= EXTRAIT PRÉSENTÉ =
************

Marx, Engels, Lénine ont-il encore quelque chose à nous dire aujourd'hui ?

Ce sont des personnages utiles et pertinents pour penser le présent, même s'ils ne sont pas tout. Après 2008, il y a eu beaucoup de rééditions de Marx parce qu'il permet d'analyser la crise. Ce n'est pas de la célébration.

Que faudrait-il ne pas garder d'eux ?

Il y a des choses dont on se rend compte. Lénine a été au pouvoir de fin 1917 à 1923. Il avait tendance avant à vouloir supprimer l'ensemble du marché, mais il a créé la NEP, la nouvelle politique économique... Une société dépassant le capitalisme n'ayant ni religion ni Etat, c'est excessif. Il faut plutôt penser comment on contrôle le marché. Lénine a aussi eu une expérience du pouvoir, ce n'est pas seulement un théoricien.

Qu'est-ce qui est pertinent chez lui selon vous ?

Ce qui est très utilisé, c'est ce qu'il a écrit sur l'impérialisme, les relations Nord-Sud, les relations asymétriques.

Aujourd'hui, il n'y a plus seulement l'impérialisme américain...

Oui. C'est pour ça qu'il y a des guerres. Lénine analyse celle de 1914-1918 comme la conséquence d'un monde partagé, la confrontation de grandes puissances. Mais il ne s'agit pas de faire des copier-coller avec aujourd'hui.

************

= DONNÉES ENREGISTRÉES =
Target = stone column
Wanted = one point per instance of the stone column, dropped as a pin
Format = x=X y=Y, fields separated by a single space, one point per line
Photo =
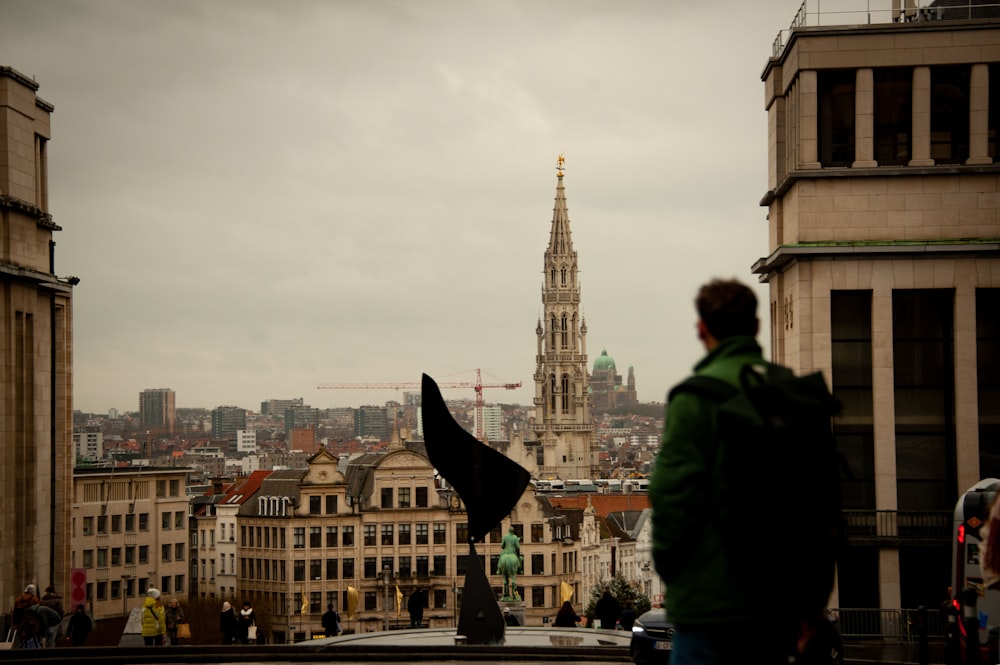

************

= CONSIGNES DE TRAVAIL =
1) Dans l'entretien sur Marx, Engels et Lénine, recopiez à l'identique le passage qui s'ouvre sur les mots contenant "Marx, Engels, Lénine" et se clôt sur "de la célébration.".
2) Dans l'entretien sur Marx, Engels et Lénine, résumez plus brièvement le paragraphe qui commence par « Il y a des choses dont on se rend compte » en conservant ses faits essentiels.
3) D'après l'entretien sur Marx, Engels et Lénine, pour quelle raison Marx a-t-il été beaucoup réédité après 2008 ?

= RÉPONSES RÉDIGÉES =
1)
Marx, Engels, Lénine ont-il encore quelque chose à nous dire aujourd'hui ?

Ce sont des personnages utiles et pertinents pour penser le présent, même s'ils ne sont pas tout. Après 2008, il y a eu beaucoup de rééditions de Marx parce qu'il permet d'analyser la crise. Ce n'est pas de la célébration.

2) Au pouvoir de fin 1917 à 1923, Lénine voulait d'abord supprimer tout le marché, mais il a créé la NEP. Une société dépassant le capitalisme, sans religion ni État, est jugée excessive : il faut plutôt réfléchir au contrôle du marché. Lénine n'était pas seulement un théoricien, il a aussi exercé le pouvoir.

3) Parce qu'il permet d'analyser la crise.